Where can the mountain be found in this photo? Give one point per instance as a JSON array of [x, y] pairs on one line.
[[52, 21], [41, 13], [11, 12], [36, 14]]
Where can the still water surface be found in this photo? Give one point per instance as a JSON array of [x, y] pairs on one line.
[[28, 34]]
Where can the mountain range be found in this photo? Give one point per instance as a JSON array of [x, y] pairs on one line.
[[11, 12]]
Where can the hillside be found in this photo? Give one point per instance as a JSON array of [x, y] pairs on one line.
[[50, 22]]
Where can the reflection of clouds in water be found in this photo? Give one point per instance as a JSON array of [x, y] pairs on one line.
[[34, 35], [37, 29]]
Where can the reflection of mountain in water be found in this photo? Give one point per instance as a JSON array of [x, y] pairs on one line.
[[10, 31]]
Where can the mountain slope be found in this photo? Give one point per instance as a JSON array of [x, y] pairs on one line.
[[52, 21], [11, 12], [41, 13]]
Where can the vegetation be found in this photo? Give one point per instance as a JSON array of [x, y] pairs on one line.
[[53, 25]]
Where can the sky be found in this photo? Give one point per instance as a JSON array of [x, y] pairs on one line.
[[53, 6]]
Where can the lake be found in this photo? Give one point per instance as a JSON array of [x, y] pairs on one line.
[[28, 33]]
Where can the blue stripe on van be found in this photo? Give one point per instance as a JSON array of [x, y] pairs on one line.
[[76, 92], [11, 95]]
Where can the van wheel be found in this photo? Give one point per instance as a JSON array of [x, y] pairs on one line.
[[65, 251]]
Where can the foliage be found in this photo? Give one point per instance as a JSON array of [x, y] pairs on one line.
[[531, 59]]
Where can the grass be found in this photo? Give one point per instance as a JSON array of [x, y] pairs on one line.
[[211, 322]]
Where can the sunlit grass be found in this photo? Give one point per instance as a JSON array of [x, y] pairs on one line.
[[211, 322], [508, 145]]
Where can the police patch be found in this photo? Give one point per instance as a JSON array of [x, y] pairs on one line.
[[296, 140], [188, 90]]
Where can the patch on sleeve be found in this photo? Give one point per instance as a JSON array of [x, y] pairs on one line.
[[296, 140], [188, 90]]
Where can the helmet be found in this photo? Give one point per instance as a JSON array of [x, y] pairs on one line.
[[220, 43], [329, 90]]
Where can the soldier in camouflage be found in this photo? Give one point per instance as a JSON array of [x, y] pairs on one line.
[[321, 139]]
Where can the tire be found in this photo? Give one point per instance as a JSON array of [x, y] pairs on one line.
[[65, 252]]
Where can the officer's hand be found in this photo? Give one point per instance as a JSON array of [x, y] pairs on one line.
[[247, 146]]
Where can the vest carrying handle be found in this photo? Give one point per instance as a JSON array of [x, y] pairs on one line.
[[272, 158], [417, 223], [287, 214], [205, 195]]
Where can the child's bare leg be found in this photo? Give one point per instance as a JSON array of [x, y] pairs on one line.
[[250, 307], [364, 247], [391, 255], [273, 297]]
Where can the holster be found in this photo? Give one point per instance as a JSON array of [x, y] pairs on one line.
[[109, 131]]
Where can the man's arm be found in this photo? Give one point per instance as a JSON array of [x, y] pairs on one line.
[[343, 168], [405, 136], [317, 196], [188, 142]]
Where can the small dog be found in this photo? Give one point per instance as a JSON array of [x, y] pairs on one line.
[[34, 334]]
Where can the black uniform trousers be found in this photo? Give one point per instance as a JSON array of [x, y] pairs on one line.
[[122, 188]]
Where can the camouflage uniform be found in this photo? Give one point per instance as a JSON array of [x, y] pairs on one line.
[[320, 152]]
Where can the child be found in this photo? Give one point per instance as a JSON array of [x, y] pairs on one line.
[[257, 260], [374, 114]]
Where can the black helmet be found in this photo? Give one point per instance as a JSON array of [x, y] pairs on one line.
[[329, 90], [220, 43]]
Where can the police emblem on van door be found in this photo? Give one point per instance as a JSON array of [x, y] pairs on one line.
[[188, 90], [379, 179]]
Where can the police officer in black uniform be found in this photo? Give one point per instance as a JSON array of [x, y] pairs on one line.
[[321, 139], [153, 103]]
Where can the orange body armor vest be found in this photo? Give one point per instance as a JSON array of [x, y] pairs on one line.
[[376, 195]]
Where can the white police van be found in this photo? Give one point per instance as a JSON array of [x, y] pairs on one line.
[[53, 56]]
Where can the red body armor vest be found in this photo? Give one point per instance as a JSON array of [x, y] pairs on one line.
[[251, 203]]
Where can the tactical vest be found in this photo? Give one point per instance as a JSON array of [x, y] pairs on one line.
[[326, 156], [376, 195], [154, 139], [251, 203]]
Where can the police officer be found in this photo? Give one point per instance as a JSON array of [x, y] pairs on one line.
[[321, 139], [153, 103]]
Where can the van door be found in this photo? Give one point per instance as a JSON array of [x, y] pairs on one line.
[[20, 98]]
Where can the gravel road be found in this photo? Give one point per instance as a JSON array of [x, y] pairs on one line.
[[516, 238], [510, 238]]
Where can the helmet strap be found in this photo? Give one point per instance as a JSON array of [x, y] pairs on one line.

════

## [Written problem]
Rewrite the material from the line with "Where can the gravel" through the end of the material, requests included, and shift every coordinate in the answers by adding 16 to it.

## [Task solution]
Where can the gravel road be found in this photo? Give one point per instance as a JSON array of [x, y] pairs on one line.
[[532, 254], [526, 254]]
Where can the helmet strap be found in this photo? Give one point per instance as a JSON array of [x, y] pairs on one line.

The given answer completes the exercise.